(Coordinate labeling records)
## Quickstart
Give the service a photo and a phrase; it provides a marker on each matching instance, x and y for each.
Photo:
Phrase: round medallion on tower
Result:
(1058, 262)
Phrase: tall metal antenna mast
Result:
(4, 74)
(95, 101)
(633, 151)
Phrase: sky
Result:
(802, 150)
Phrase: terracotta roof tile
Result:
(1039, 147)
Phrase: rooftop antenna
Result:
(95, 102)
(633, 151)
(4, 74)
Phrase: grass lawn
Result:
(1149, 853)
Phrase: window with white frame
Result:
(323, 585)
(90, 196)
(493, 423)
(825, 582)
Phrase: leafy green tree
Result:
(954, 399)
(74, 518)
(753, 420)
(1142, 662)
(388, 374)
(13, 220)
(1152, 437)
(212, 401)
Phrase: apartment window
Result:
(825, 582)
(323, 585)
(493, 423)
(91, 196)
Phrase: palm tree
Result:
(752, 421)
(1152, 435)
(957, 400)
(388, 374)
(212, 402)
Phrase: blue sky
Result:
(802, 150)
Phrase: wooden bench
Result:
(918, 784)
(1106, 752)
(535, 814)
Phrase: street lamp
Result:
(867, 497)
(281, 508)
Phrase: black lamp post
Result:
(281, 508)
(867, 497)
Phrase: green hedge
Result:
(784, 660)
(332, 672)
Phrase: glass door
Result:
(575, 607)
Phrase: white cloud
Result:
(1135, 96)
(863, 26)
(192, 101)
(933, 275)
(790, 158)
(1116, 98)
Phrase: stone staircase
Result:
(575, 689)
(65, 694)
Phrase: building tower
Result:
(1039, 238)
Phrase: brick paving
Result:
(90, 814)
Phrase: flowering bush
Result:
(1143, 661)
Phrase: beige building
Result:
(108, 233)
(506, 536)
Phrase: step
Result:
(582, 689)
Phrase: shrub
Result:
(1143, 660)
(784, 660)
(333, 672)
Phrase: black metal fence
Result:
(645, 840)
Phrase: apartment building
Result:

PROBLEM STATEMENT.
Revise the records so that "Result" is replaced by "Output" wherever it occurs, with everything else left unchanged.

WRITTEN ANSWER.
## Quickstart
Give the service a photo and a phrase; it provides a marker on each matching instance, x and y for each.
Photo:
Phrase: round medallion on tower
Output:
(1058, 262)
Phrase: tall metal antenna mast
Output:
(4, 74)
(95, 101)
(633, 151)
Phrase: sky
Output:
(802, 150)
Phrase: terracotta roof tile
Output:
(1039, 147)
Phrase: rooftop antenna
Output:
(95, 102)
(633, 151)
(4, 74)
Phrase: grass lawn
Output:
(1149, 853)
Phrase: window with white frame
Output:
(323, 585)
(90, 196)
(493, 423)
(825, 582)
Phrase: leafy green tree
Output:
(954, 399)
(74, 518)
(753, 420)
(1142, 662)
(388, 374)
(13, 220)
(1152, 437)
(212, 401)
Phrase: apartment window
Output:
(825, 582)
(323, 585)
(493, 423)
(91, 196)
Phrase: palm tree
Output:
(752, 421)
(1152, 435)
(957, 400)
(388, 374)
(212, 402)
Phrase: blue sky
Output:
(802, 150)
Phrase: wooden bench
Output:
(918, 784)
(1106, 752)
(535, 814)
Phrase: street lamp
Output:
(867, 497)
(281, 508)
Phrase: black lamp post
Output:
(281, 508)
(867, 497)
Phrase: green hedge
Output:
(784, 660)
(332, 672)
Phrase: glass door
Output:
(575, 607)
Phrase: white cloud
Output:
(1135, 96)
(863, 26)
(192, 101)
(933, 275)
(790, 158)
(1116, 98)
Phrase: stone staircase
Output:
(575, 689)
(65, 694)
Phrase: building tower
Output:
(1039, 238)
Phrase: brick paving
Output:
(90, 814)
Phrase: flowering bush
Output:
(1143, 661)
Phrase: beige building
Output:
(108, 233)
(506, 536)
Phrase: step
Output:
(582, 689)
Phrase: shrub
Output:
(1143, 660)
(784, 660)
(333, 672)
Phrase: black metal fence
Output:
(645, 840)
Phrase: apartment building
Output:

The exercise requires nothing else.